EXCERPTED RECORDS:

-*-

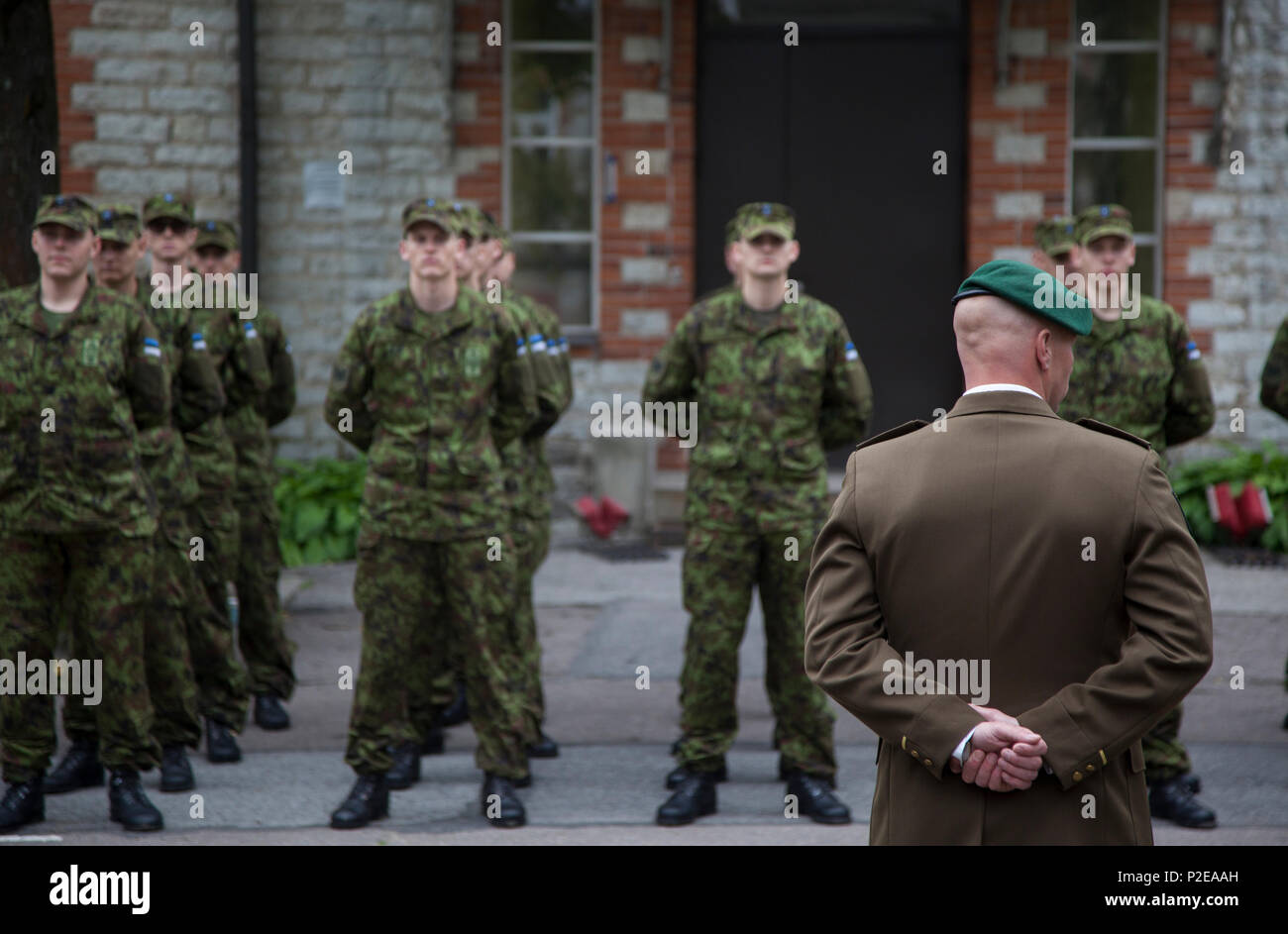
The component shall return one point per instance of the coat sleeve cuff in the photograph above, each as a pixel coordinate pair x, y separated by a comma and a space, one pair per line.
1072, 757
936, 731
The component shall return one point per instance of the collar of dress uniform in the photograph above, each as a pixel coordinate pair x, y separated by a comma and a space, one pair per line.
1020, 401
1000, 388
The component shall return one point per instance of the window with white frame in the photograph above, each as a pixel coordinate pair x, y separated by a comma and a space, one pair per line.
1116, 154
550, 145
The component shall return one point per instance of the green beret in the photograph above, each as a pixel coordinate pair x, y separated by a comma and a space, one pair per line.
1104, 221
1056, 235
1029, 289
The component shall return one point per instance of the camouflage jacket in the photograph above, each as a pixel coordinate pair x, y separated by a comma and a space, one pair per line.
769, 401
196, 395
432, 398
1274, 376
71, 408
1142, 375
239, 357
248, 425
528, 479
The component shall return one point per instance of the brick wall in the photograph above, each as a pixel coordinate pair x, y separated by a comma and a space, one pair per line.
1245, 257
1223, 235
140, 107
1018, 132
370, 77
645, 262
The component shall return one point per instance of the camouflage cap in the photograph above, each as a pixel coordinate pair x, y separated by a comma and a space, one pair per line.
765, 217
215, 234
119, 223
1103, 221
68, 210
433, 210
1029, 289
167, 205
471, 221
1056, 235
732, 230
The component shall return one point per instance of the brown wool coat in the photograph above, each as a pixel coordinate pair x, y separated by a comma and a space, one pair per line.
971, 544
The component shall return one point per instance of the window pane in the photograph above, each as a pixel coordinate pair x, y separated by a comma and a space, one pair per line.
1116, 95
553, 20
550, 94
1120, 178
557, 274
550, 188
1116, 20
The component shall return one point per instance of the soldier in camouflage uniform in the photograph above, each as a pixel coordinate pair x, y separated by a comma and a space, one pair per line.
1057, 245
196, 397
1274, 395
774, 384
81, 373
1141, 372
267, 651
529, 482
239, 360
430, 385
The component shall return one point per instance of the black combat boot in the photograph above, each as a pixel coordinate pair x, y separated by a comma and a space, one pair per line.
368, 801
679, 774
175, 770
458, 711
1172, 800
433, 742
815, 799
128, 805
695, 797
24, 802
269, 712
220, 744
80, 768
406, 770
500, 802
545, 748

-*-

Would you give again, word for word, every line from the one with "The component shall return one point per instance of the brick" through the final line of the listing above?

RESPONSE FOR THIS EXERCISE:
The component shall return one point per instance of the brick wall in the photograph above, each as a pixel coordinate pair x, y separated by a comma and a space, one pair per line.
1245, 257
1223, 235
140, 107
1018, 132
370, 77
645, 262
The component shall return one point per instance of the camouflage cap in the photograph above, each as a pixel coordinate pair x, y separated by a comma and a space, one pair per line.
765, 217
215, 234
119, 223
1103, 221
68, 210
433, 210
1029, 289
167, 205
471, 221
1056, 235
732, 230
The component shall return one point per instance of the brown wool coat in the photograph above, each as a pixel coordinate pair x, y separated by a comma and a space, one pair per line.
971, 544
The component shall return one point per instance of the window pane in the photograph above, each as a pixel coordinate pair x, y separated by a comma and a space, one pair per line.
1116, 95
553, 20
550, 94
1120, 178
557, 274
550, 188
1116, 20
The component shall return one point per instance of the soldier in camouflage uniform in the photograph above, each as a pixel coordinate pair x, y separated by a comma and a space, one pair per line.
1057, 245
196, 397
1274, 395
774, 384
81, 373
1141, 372
267, 651
529, 482
239, 360
430, 385
The component shall return one point per instance of the black combat boot in the photograph above, each as a pixel coordinate pair x, y separated by a comma and a space, one pair per line.
368, 801
679, 774
175, 770
458, 711
1172, 800
433, 742
815, 799
128, 805
695, 797
24, 802
269, 712
220, 744
80, 768
406, 770
500, 802
545, 748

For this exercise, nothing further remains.